• What to work on: Render the records below as a two-column CSV with the header input,output: one row per record, the record's text in input and its answer in output, each field in double quotes with line breaks replaced by spaces. Omit the pictures.

Excerpts from point annotation records
┌──

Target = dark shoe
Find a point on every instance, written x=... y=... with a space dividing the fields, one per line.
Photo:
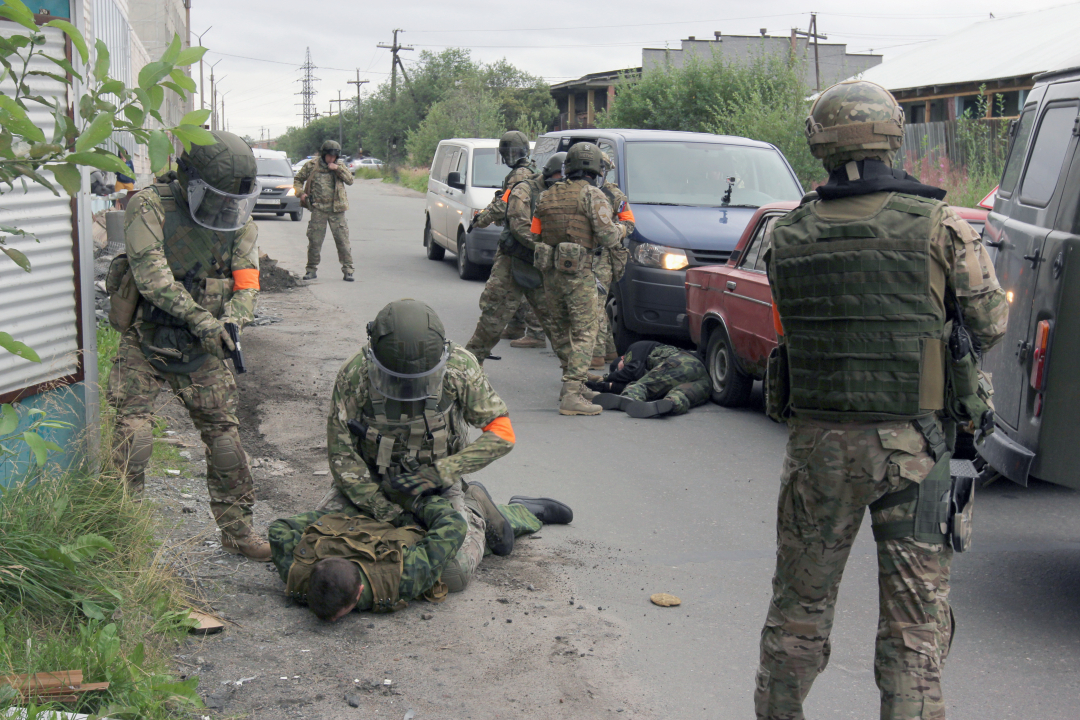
x=499 y=533
x=611 y=402
x=548 y=511
x=644 y=409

└──

• Result below:
input,output
"Target = dark shoe Find a point on every instance, written x=... y=... with a space dividing the fields, one per line. Photo:","x=499 y=533 x=611 y=402 x=548 y=511 x=644 y=409"